**やること**
水星の磁場についての本文から、「図1 1974年3月29日のマリナー10水星フライバイの時に観測した磁場」を含むところで打ち始め、「た」と高らかにうたっている。」まで書いたら止めて、その部分をそっくり打ち直してください。

+++ 本文

図1 1974年3月29日のマリナー10水星フライバイの時に観測した磁場
(Connerney and Ness, 1988)

 1974年3月29日にマリナー10の最初の水星フライバイが行われた。この時の軌道は水星の夜側を通過し、最も接近した時、水星表面からの距離はおよそ700kmであった(図1)。地球の場合にはこの高度であれば2万ナノテスラ以上の磁場が観測されるのであるが、マリナー10が水星で観測した磁場はそれよりずっと小さい約100ナノテスラであった。一方この時の太陽風中の磁場は約20ナノテスラであったから、水星の内部あるいは近傍に、何か新たに磁場をうむものがあることは確かだった。磁場計測を担当したNessらのグループは、同年7月「Science」の速報の中で、「小さいながらもたぶん水星自身が磁気を持っている」と述べ、水星の磁気モーメントの大きさをおよそ地球の2000分の1と見積もっている。しかし断定的な表現を避け、水星近傍の太陽風中で磁場が誘導される可能性も示唆している。翌1975年3月16日、今度は表面から300km、しかも、もし水星中心に双極子モーメントが存在するのであれば、最も磁場が強いと予想される北極域をフライバイした(図2)。今度は約400ナノテスラの磁場が観測され、双極子の極に特徴的な磁場の回転が見られた。同年5月の「nature」で、Nessらは「水星が磁気を持つことがはっきりとした」と高らかにうたっている。


図2 1975年3月16日のマリナー10水星フライバイの時に観測した磁場
(Connerney and Ness, 1988)
 このように「水星は磁気を持つか、持たないか」に対する答えが出てから、すでに30年近くがたとうとしている。この間、新たに水星に向かった探査機はなく、現在の予定では、次は米国のメッセンジャー、続いて日欧共同のベピ・コロンボであるが、いずれもこれから数年は待たないといけない。その間、科学者は知識と想像力とで、水星の周囲の磁場の勢力範囲―磁気圏―と、その磁場に支配されているプラズマの動きに机上で想いをめぐらせてきた。その結果描かれた磁気圏の想像図が図3である。我々の持つ惑星磁気圏の知識はそのほとんどを地球の磁気圏から得ているので、悲しいことに、地球の磁気圏をそのまま小さくして描くのが精一杯である。もしも大きな動物としてカバしか知らない人が目隠しをしてゾウの足をなでたら、その人はやはりカバに似た動物を思い浮かべるに違いない。現在の私たちは、この世に鼻の長い動物がいるとは思ってもみない人と同じかもしれない。


図3 水星磁気圏の想像図(Russell 他, 1988)
 地球の場合と比べて磁気圏のスケールが小さいこと、形が(たぶん)多少いびつであろうこと、大気が薄く電離層がないことが、水星磁気圏の形成に関連するプラズマの素過程にどのように関連しているのだろうか。このことは、水星周回探査機を実現させ多点におけるデータを蓄積して初めて明らかになるのである。また、地球磁気圏の場合には、その中のプラズマの振る舞いは、源である太陽風に大きな影響を受けるため、太陽風との同時観測によって理解が飛躍的に進んだ。水星の場合にも、複数衛星による太陽風あるいは磁気圏中の他の場所における同時観測によって、より正しい理解が得られるものと期待される。

++++++
+++ 表示データ

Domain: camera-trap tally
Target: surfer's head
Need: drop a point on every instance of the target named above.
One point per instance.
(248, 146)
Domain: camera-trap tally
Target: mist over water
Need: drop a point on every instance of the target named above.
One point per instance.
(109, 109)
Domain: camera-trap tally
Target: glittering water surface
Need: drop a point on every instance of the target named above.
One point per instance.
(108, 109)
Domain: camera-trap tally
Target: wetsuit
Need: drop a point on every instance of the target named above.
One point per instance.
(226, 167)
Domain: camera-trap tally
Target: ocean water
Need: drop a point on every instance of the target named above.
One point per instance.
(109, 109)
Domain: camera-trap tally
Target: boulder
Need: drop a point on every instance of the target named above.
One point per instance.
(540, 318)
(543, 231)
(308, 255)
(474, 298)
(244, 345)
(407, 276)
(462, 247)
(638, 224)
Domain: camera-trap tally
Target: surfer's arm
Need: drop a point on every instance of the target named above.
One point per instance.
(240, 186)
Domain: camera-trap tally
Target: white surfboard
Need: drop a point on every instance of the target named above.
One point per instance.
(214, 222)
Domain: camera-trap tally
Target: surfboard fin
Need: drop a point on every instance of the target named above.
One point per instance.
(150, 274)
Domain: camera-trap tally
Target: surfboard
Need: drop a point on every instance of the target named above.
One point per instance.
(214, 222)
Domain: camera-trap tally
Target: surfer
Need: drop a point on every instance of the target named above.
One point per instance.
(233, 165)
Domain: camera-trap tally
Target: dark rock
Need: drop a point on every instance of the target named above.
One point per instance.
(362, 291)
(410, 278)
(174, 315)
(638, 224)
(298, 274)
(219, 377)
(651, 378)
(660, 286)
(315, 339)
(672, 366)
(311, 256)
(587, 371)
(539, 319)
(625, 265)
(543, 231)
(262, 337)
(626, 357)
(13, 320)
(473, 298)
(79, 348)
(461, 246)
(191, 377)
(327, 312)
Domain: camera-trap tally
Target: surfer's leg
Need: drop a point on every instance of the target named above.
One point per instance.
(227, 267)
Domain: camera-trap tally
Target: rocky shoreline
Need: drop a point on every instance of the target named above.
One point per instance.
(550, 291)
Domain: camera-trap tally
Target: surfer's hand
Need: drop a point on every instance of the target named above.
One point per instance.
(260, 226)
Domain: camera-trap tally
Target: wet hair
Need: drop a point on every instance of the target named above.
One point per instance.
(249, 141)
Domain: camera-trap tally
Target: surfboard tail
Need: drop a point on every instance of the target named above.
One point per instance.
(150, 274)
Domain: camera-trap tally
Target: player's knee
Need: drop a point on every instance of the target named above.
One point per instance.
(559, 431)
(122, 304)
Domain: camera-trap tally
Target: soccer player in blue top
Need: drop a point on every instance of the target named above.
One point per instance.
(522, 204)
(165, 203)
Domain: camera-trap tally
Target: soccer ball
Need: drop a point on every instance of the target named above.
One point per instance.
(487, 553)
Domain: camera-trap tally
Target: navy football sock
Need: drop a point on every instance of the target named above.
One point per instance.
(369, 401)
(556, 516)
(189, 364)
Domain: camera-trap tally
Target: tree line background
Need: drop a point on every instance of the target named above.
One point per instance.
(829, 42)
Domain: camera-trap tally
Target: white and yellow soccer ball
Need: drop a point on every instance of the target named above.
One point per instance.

++++++

**解答例**
図1 1974年3月29日のマリナー10水星フライバイの時に観測した磁場
(Connerney and Ness, 1988)

 1974年3月29日にマリナー10の最初の水星フライバイが行われた。この時の軌道は水星の夜側を通過し、最も接近した時、水星表面からの距離はおよそ700kmであった(図1)。地球の場合にはこの高度であれば2万ナノテスラ以上の磁場が観測されるのであるが、マリナー10が水星で観測した磁場はそれよりずっと小さい約100ナノテスラであった。一方この時の太陽風中の磁場は約20ナノテスラであったから、水星の内部あるいは近傍に、何か新たに磁場をうむものがあることは確かだった。磁場計測を担当したNessらのグループは、同年7月「Science」の速報の中で、「小さいながらもたぶん水星自身が磁気を持っている」と述べ、水星の磁気モーメントの大きさをおよそ地球の2000分の1と見積もっている。しかし断定的な表現を避け、水星近傍の太陽風中で磁場が誘導される可能性も示唆している。翌1975年3月16日、今度は表面から300km、しかも、もし水星中心に双極子モーメントが存在するのであれば、最も磁場が強いと予想される北極域をフライバイした(図2)。今度は約400ナノテスラの磁場が観測され、双極子の極に特徴的な磁場の回転が見られた。同年5月の「nature」で、Nessらは「水星が磁気を持つことがはっきりとした」と高らかにうたっている。